Excerpt:
You can change the default styling of the labels by first suppressing
the automatic drawing of labels with .draw_label = FALSE
in
taxatree_plotkey()
and then adding your own custom-style
labels with taxatree_plot_labels()
. Here we will draw some
yellow labels.
taxatree_plotkey(
data = lm_stats, .draw_label = FALSE,
rank %in% c("Phylum", "Family") & !grepl("Bacteria", taxon),
prevalence > 0.2 | rank == "Phylum"
) %>%
taxatree_plot_labels(
taxon_renamer = function(x) stringr::str_remove(x, "[PFGO]: "),
# default fun is ggrepel::geom_text_repel
fun = ggrepel::geom_label_repel,
# arguments modifying label style
size = 2.5, alpha = 0.5, colour = "black", fill = "gold1",
label.size = 0.05, label.r = unit(0.05, "lines"),
label.padding = unit(0.15, "lines"), segment.size = 0.5,
# arguments affecting label positioning
box.padding = 0.05, x_nudge = 0.4, y_nudge = 0.05,
hjust = 0.5, seed = 123
)
You can directly label taxatree_plots too, but it is better to only
do this for a few taxa. You must run taxatree_label()
first
to create a “label” indicator variable.
lm_stats %>%
taxatree_label(
rank == "Genus", p.value < 0.05 | prevalence > 0.5, estimate > 0
) %>%
taxatree_plots() %>%
.[[1]] %>% # show only the first plot
taxatree_plot_labels(
taxon_renamer = function(x) stringr::str_remove(x, "G: "),
fun = ggrepel::geom_label_repel, x_nudge = 0.7, hjust = 0.5, size = 2
)

Work to complete: In the excerpt on label styling, what must be run first before labeling taxatree_plots directly? None of these items are needed.

Stored entries
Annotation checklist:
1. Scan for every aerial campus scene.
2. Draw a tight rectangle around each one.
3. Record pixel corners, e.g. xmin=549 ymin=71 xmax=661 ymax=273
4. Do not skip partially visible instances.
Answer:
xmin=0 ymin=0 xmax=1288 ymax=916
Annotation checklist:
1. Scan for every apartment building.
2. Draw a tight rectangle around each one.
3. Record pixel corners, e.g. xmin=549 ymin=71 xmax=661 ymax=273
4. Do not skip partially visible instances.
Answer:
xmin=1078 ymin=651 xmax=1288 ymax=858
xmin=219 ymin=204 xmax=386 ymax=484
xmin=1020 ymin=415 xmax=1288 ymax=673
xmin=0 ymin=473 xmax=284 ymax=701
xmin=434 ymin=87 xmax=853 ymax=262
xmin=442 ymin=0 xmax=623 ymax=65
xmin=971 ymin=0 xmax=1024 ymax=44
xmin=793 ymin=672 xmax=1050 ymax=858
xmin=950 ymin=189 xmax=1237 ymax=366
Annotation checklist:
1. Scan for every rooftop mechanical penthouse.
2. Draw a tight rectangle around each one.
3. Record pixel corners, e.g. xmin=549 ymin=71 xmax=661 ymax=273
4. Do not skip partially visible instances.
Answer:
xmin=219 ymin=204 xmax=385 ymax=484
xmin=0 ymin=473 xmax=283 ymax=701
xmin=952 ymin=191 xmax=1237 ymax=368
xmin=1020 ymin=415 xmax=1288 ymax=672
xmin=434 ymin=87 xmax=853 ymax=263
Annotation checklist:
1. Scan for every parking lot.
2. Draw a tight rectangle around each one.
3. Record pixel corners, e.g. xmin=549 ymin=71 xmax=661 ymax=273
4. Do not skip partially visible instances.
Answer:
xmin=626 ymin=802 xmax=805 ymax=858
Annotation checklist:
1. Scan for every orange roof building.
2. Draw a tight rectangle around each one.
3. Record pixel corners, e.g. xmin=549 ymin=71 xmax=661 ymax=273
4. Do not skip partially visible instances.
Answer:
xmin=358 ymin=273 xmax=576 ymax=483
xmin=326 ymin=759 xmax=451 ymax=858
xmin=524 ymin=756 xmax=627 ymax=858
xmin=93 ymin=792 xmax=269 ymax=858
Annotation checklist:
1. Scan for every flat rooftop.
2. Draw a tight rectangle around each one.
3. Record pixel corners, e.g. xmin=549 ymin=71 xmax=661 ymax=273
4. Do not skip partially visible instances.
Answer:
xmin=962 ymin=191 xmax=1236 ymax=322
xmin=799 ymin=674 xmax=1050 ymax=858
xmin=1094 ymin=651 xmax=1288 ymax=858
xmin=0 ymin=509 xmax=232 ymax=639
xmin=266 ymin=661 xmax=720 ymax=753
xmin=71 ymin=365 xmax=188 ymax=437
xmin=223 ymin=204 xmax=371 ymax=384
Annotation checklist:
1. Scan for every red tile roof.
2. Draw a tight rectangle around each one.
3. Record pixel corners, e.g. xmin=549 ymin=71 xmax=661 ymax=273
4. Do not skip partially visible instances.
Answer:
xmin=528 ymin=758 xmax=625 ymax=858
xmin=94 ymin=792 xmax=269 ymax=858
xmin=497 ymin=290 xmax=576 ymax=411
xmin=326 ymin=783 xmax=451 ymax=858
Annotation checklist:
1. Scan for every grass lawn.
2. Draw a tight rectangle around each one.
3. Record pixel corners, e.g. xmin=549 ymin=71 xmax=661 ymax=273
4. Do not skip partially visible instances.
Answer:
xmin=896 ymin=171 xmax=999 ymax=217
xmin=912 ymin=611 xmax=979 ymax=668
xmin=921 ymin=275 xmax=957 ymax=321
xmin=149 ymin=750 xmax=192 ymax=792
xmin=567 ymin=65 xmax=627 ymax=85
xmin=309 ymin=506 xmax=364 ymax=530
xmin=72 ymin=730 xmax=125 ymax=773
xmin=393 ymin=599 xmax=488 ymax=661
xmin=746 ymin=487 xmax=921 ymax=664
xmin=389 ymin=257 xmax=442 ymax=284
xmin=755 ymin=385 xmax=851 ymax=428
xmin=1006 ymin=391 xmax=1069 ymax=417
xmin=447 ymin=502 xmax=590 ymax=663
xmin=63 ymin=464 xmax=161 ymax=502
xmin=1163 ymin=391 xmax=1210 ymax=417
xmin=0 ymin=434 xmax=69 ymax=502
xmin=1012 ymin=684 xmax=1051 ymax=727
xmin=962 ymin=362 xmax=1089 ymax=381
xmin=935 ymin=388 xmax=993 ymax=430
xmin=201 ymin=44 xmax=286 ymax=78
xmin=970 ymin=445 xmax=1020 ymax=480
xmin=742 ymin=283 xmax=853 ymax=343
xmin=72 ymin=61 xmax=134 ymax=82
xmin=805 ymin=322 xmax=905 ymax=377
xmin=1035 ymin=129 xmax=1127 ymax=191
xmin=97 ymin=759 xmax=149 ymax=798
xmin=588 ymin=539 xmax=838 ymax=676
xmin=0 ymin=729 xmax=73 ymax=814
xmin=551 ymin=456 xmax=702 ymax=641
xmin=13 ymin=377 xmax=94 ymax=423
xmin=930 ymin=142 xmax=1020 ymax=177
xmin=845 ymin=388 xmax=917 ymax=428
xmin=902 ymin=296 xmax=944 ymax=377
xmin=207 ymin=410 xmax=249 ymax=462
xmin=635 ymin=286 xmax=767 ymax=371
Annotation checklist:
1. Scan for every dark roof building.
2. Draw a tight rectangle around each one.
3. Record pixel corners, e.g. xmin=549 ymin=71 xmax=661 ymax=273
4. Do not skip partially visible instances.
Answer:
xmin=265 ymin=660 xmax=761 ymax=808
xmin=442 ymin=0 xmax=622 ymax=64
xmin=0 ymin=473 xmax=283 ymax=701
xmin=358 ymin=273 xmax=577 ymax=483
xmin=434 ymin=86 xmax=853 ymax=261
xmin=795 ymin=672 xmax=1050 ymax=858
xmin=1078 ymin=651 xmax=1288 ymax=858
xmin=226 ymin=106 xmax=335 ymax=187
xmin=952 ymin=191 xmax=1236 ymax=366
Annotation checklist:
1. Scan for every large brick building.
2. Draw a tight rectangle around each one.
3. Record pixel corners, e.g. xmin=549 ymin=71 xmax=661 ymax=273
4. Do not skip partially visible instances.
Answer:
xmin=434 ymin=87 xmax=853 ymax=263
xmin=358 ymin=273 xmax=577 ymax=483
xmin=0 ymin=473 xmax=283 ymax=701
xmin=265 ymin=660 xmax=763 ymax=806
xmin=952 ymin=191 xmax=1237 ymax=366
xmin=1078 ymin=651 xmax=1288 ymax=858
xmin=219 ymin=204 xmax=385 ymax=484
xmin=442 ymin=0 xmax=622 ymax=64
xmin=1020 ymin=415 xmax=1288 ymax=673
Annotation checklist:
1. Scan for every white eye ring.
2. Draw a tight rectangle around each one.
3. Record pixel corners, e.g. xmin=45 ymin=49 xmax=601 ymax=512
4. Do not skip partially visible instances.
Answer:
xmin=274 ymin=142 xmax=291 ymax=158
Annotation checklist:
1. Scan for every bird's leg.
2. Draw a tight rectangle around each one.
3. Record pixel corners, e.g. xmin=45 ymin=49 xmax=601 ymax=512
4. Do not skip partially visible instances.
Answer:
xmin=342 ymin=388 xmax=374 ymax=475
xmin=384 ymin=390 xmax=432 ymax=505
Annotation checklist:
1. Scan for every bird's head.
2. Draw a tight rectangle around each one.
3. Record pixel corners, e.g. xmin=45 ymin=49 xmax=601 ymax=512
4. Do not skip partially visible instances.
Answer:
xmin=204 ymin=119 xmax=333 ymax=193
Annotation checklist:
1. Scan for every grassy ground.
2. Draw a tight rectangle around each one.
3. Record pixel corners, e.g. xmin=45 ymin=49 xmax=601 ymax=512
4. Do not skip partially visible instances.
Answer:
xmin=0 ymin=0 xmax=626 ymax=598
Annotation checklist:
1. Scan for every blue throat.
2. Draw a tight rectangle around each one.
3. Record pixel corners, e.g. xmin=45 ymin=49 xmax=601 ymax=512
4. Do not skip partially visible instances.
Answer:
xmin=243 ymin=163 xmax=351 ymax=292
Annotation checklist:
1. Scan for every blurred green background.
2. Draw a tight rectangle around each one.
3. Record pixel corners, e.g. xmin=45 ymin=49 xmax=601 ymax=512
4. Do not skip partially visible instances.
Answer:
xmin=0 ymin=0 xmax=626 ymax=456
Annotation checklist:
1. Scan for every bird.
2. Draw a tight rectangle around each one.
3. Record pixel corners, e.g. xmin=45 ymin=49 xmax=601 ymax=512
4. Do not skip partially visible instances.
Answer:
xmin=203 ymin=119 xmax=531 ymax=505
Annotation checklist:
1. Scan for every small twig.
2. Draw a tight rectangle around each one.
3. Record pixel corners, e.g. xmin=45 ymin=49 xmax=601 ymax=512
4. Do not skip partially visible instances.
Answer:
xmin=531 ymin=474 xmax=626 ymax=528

Response: taxatree_label(), which creates a "label" indicator variable.